■ Tasks to carry out
A. Copy the article on Christine Blasey Ford from "Christine Ford Misled" to "to the beholder.", swapping "marriage counselor" for "couples therapist".
B. In the article on Christine Blasey Ford, what did Ford want added to her California home?

■ Document text
^^^^

Christine Ford Misled Senate About That Second Front Door
Since Christine Blasey Ford came forward with her allegations against Brett Kavanaugh, her defenders have said that her story is credible even though she failed to tell anyone about the assault for more than 30 years. They draw much of this credibility from the fact that she mentioned the assault to her marriage counselor in 2012, long before Kavanaugh was a nominee to the Supreme Court. And no, she didn’t apparently name Kavanaugh at the time, but the fact that she mentioned the assault itself lends her story at least some additional weight. How much or how little is up to the beholder.
Unfortunately for Ford, this additional credibility may be coming unraveled. In her testimony before the Senate Judiciary Committee last week, she said that the reason the assault came up in the first place was that she was having a disagreement with her husband over wanting a second front door put on their California home. He didn’t understand the need for such a bizarre addition, and that was when Ford related to him the assault, which had left her with a lifetime of “claustrophobia,” “panic attacks,” and other nervous-system maladies.
“Is that the reason for the second door – claustrophobia?” asked Sen. Dianne Feinstein at the hearing.
“Correct,” Ford said.
In other words, she wanted the door installed so that she would have an additional escape from the home in case of an invasion – a story and reason that would line up perfectly with the story of her attempted rape from high school.

^^^^

■ The data
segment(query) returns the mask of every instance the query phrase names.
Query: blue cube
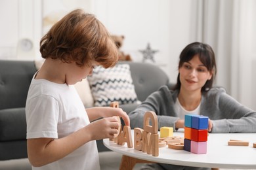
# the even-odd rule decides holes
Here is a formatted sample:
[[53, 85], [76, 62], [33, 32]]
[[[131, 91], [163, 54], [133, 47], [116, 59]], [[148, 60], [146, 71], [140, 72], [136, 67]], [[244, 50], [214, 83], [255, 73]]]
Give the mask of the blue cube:
[[208, 120], [207, 116], [199, 116], [192, 117], [191, 128], [197, 129], [207, 129], [208, 128]]

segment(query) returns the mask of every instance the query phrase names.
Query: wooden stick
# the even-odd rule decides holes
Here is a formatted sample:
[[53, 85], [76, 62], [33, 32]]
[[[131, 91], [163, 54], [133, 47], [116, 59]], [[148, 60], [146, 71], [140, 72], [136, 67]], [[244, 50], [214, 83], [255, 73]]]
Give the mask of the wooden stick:
[[249, 142], [243, 141], [238, 141], [238, 140], [230, 140], [228, 142], [228, 146], [249, 146]]

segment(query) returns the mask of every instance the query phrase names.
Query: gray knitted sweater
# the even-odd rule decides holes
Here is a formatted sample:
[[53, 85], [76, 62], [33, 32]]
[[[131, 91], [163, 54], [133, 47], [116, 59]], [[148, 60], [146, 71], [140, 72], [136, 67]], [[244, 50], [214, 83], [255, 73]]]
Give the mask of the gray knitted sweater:
[[[131, 128], [143, 128], [144, 114], [154, 111], [158, 115], [159, 129], [173, 127], [179, 119], [175, 107], [179, 90], [170, 90], [163, 86], [152, 93], [135, 110], [129, 114]], [[200, 114], [213, 122], [212, 133], [255, 133], [256, 112], [236, 101], [222, 88], [213, 88], [203, 92]]]

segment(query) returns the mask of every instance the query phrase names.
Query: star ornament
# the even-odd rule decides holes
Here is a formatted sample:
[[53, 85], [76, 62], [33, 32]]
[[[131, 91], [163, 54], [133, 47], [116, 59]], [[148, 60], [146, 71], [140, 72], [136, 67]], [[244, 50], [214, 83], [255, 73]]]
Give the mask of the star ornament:
[[146, 50], [139, 50], [143, 55], [142, 62], [144, 62], [146, 60], [151, 60], [155, 63], [155, 60], [154, 59], [154, 55], [155, 53], [158, 52], [158, 50], [154, 50], [151, 49], [150, 43], [148, 43]]

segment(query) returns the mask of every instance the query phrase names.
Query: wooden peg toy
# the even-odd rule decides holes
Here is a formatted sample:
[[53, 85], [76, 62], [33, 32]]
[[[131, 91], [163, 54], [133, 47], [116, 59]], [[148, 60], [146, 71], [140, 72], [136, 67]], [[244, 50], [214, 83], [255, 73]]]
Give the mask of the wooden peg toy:
[[249, 146], [249, 142], [248, 141], [244, 141], [230, 139], [228, 142], [228, 146]]
[[[119, 103], [118, 101], [113, 101], [110, 103], [110, 107], [115, 107], [115, 108], [119, 108]], [[119, 132], [120, 132], [120, 129], [121, 129], [121, 120], [120, 120], [120, 118], [119, 116], [113, 116], [113, 118], [115, 118], [116, 120], [117, 120], [117, 122], [118, 122], [118, 124], [119, 124], [119, 126], [118, 126], [118, 133], [115, 133], [114, 134], [114, 138], [116, 138]]]

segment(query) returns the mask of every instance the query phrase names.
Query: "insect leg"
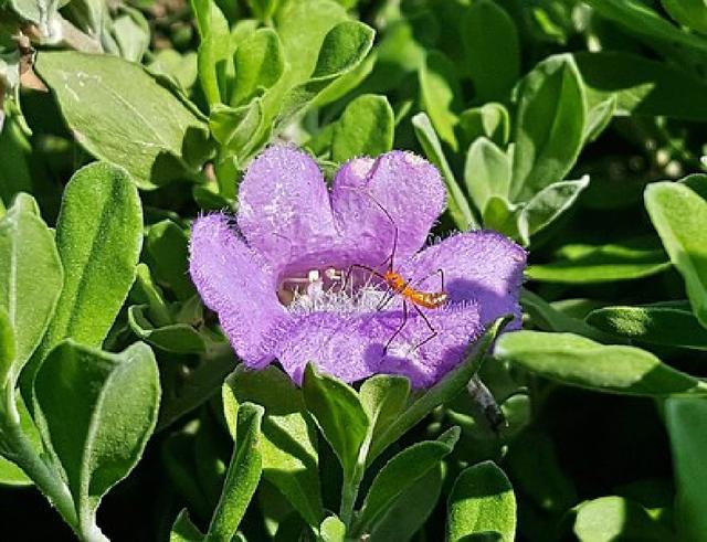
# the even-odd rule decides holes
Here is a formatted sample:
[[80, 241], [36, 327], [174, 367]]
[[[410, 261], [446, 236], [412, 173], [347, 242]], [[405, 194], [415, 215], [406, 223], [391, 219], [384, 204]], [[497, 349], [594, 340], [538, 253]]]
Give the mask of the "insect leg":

^^^^

■ Exercise results
A.
Christine Ford Misled Senate About That Second Front Door
Since Christine Blasey Ford came forward with her allegations against Brett Kavanaugh, her defenders have said that her story is credible even though she failed to tell anyone about the assault for more than 30 years. They draw much of this credibility from the fact that she mentioned the assault to her couples therapist in 2012, long before Kavanaugh was a nominee to the Supreme Court. And no, she didn’t apparently name Kavanaugh at the time, but the fact that she mentioned the assault itself lends her story at least some additional weight. How much or how little is up to the beholder.

B. A second front door.